* [TEXT SEGMENT]:
Public opinion toward climate change initiatives, Women’s Summit Fellow
Analyzes Twitter data on Green New Deal and Paris Agreement to provide a different perspective on public opinion toward them.
Understanding public opinion is essential for politicians and business people alike. In the context of climate change, a robust understanding of public opinion toward climate change initiatives is important to determining the most effective implementation approach. Using social media and natural language processing (NLP) techniques to evaluate this supplements traditional polling and survey methods, likely captures the opinion of a different portion of the population, and can help create a more complete understanding of public opinion on the subject.
As Correlation One Women’s Summit Fellows, my team and I formulated the problem of evaluating public opinion toward climate change policies, and sought out data to answer it. Using sentiment and topic analysis, we compared discussions about the Green New Deal and Paris Agreements. The similarity of discussions around both topics suggested that opinion toward them has more to do with opinion toward climate change more broadly, rather than toward the specific policy.
NLP, sentiment analysis, t-tests, latent dirichlet allocation (LDA), Azure Cloud, databricks
Mapping Historical New York, Research Assistant
Determines geographic location of 1850 NYC census records.
In 1850 New York City, census enumerators didn’t record addresses. Recreating the geography of New York City at that time is part of the work of the Columbia University Spatial Research Center’s Mapping Historical New York Project. This process involves linking census records and 1850 city directory records, which did have addresses, and using the addresses found through linkage to extrapolate further.

* [WHAT THIS TASK INVOLVES]: Using the project summaries above, explain in one to three sentences why the Mapping Historical New York work links 1850 census records to 1850 city directory records. The records after this point are separate material, unrelated to the project summaries.

* [DATA LISTING]:
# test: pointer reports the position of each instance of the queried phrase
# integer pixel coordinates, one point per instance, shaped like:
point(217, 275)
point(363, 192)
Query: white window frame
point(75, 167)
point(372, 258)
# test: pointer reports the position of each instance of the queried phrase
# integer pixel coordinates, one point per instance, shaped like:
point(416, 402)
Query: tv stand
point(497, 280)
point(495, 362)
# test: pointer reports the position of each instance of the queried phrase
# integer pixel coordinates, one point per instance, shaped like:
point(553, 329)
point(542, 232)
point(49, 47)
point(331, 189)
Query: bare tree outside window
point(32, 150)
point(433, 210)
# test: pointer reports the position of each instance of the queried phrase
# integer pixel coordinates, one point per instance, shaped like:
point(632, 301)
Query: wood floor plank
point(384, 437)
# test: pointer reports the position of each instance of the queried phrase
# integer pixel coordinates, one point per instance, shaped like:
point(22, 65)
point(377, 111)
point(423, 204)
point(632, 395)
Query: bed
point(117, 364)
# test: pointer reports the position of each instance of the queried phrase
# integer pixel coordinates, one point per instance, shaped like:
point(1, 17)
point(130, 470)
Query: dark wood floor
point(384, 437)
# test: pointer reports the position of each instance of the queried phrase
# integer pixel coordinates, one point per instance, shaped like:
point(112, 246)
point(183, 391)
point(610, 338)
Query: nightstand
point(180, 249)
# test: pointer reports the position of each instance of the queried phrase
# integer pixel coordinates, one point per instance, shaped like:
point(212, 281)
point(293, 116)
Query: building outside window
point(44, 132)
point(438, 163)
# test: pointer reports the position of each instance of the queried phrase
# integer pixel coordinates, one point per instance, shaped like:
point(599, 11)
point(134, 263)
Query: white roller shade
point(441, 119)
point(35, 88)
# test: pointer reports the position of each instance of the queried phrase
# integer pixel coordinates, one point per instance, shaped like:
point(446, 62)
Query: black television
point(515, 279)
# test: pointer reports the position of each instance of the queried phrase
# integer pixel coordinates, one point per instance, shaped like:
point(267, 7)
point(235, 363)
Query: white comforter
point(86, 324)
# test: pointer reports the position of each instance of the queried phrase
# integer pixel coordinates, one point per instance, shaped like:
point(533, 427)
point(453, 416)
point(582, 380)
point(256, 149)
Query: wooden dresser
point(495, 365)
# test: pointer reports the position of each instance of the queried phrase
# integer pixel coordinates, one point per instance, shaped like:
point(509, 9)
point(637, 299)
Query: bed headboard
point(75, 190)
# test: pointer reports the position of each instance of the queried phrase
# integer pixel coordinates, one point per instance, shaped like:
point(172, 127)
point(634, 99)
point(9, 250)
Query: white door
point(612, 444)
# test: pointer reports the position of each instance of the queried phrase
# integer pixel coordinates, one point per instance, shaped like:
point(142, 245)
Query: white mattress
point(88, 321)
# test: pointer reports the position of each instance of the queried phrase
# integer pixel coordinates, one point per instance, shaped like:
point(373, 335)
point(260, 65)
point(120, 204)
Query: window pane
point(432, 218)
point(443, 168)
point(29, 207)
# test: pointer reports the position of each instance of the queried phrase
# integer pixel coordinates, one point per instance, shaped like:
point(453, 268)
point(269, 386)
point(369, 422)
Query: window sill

* [RESPONSE FOR THIS EXERCISE]: Census enumerators in 1850 New York City did not record addresses, but the 1850 city directory records did. Linking the two gives census records their addresses, which are then used to extrapolate further and recreate the city's geography at that time.